* [Exercise requirements] Give the records again exactly. Pictures do not belong in the copy.

* [Given information]
__________

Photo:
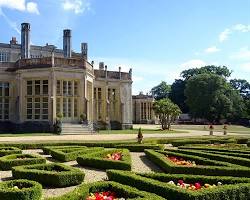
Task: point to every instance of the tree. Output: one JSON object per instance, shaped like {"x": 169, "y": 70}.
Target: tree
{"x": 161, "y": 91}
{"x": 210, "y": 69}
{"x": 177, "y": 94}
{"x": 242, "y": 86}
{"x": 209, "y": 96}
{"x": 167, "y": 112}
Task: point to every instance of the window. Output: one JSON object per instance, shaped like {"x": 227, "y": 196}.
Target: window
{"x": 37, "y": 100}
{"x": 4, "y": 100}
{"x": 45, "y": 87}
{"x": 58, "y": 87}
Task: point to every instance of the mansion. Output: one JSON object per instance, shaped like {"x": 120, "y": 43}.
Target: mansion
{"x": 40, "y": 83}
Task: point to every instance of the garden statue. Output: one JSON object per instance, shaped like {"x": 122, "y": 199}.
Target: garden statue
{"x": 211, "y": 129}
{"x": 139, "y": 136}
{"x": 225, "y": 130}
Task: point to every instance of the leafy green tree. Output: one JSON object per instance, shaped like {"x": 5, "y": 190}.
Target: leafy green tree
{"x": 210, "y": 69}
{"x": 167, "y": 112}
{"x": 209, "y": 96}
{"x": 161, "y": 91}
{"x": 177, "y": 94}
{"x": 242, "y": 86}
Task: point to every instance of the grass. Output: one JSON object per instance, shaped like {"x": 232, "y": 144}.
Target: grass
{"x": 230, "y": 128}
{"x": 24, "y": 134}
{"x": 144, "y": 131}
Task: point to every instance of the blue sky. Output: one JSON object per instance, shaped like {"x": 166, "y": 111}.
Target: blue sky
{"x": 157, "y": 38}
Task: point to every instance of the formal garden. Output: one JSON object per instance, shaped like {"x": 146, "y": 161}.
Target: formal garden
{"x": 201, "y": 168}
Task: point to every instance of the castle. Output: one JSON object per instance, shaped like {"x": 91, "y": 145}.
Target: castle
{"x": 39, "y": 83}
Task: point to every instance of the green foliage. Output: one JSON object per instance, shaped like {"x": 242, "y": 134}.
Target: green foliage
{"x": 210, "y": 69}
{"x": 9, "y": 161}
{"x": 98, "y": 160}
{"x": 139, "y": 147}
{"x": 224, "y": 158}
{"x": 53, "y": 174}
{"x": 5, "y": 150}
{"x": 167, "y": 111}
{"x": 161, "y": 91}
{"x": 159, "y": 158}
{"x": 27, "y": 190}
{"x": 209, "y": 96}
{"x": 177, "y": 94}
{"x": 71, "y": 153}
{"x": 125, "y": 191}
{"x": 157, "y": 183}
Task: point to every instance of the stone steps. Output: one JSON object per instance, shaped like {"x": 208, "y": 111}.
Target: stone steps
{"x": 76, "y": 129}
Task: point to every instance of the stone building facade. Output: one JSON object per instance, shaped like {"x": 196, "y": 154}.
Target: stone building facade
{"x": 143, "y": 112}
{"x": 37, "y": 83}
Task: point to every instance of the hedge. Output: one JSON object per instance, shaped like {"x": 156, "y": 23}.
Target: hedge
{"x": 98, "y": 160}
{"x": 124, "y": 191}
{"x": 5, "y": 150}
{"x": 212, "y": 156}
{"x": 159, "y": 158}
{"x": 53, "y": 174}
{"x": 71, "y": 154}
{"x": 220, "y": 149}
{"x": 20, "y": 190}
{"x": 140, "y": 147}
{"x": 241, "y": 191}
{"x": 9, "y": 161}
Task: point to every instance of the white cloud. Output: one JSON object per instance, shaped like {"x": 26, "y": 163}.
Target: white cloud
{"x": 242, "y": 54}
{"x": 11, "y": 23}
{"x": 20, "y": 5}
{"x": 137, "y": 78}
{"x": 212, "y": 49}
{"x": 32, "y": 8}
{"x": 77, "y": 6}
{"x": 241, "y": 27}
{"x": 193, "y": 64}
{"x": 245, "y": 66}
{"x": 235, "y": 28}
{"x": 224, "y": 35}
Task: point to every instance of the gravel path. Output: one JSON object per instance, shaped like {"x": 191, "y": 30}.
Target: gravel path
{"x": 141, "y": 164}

__________

* [Your solution]
Photo:
Task: point to every instance of the tree. Output: one JSON object per instance, shaped like {"x": 169, "y": 70}.
Target: tree
{"x": 161, "y": 91}
{"x": 210, "y": 69}
{"x": 177, "y": 94}
{"x": 242, "y": 86}
{"x": 209, "y": 96}
{"x": 167, "y": 112}
Task: point to every instance of the window. Output: one JSON object per instance, shaped like {"x": 227, "y": 196}.
Target: window
{"x": 37, "y": 100}
{"x": 4, "y": 100}
{"x": 45, "y": 87}
{"x": 58, "y": 87}
Task: point to every instance of the mansion. Output: one JSON object per instance, shaped like {"x": 120, "y": 43}.
Target: mansion
{"x": 40, "y": 83}
Task: point to every instance of the garden statue. Output: one JSON object per instance, shaped like {"x": 122, "y": 199}.
Target: garden statue
{"x": 211, "y": 129}
{"x": 139, "y": 136}
{"x": 225, "y": 130}
Task: point to every instance of the leafy green tree. Output: one JSON object per instance, shaped like {"x": 5, "y": 190}.
Target: leafy green tree
{"x": 210, "y": 69}
{"x": 167, "y": 112}
{"x": 209, "y": 96}
{"x": 161, "y": 91}
{"x": 177, "y": 94}
{"x": 242, "y": 86}
Task: point to every instance of the grass. Output: one JSON object per instance, shaped like {"x": 232, "y": 144}.
Target: grass
{"x": 230, "y": 128}
{"x": 24, "y": 134}
{"x": 144, "y": 131}
Task: point to every instance of the blue sky. Output: one JSON object per instance, shaped like {"x": 166, "y": 111}.
Target: blue sky
{"x": 157, "y": 38}
Task: point to every instance of the formal garden. Output: one JSON object per instance, shaped like {"x": 146, "y": 161}.
Target: formal garden
{"x": 201, "y": 168}
Task: point to every instance of the castle. Output: one JSON object per instance, shaped like {"x": 91, "y": 145}.
Target: castle
{"x": 39, "y": 83}
Task: point to every instance of the green foliage. Output: one JSON object per instance, shaped like {"x": 242, "y": 134}.
Target: green foliage
{"x": 210, "y": 69}
{"x": 9, "y": 161}
{"x": 98, "y": 160}
{"x": 139, "y": 147}
{"x": 224, "y": 158}
{"x": 53, "y": 174}
{"x": 5, "y": 150}
{"x": 167, "y": 111}
{"x": 161, "y": 91}
{"x": 159, "y": 158}
{"x": 27, "y": 190}
{"x": 209, "y": 96}
{"x": 177, "y": 94}
{"x": 71, "y": 153}
{"x": 125, "y": 191}
{"x": 157, "y": 183}
Task: point to every instance of the stone steps. Output: one JSON object per instance, shaped like {"x": 208, "y": 111}.
Target: stone steps
{"x": 76, "y": 129}
Task: point to every instance of the stone building facade. Output: one JSON object per instance, shaped like {"x": 196, "y": 154}.
Target: stone building facade
{"x": 143, "y": 112}
{"x": 37, "y": 83}
Task: point to every instance of the hedge. Output: one JSON object per instance, shaped like {"x": 156, "y": 23}.
Target: hedge
{"x": 98, "y": 160}
{"x": 124, "y": 191}
{"x": 5, "y": 150}
{"x": 212, "y": 156}
{"x": 159, "y": 158}
{"x": 53, "y": 174}
{"x": 71, "y": 154}
{"x": 220, "y": 149}
{"x": 20, "y": 190}
{"x": 140, "y": 147}
{"x": 241, "y": 191}
{"x": 9, "y": 161}
Task: point to every instance of the white cloud. Output: one JSON object per instance, shaped like {"x": 26, "y": 163}.
Target: white cloud
{"x": 242, "y": 54}
{"x": 11, "y": 23}
{"x": 20, "y": 5}
{"x": 137, "y": 78}
{"x": 212, "y": 49}
{"x": 32, "y": 8}
{"x": 77, "y": 6}
{"x": 241, "y": 27}
{"x": 193, "y": 64}
{"x": 245, "y": 66}
{"x": 235, "y": 28}
{"x": 224, "y": 35}
Task: point to every instance of the gravel path. Output: one JSON object per instance, shaped like {"x": 191, "y": 30}.
Target: gravel path
{"x": 141, "y": 164}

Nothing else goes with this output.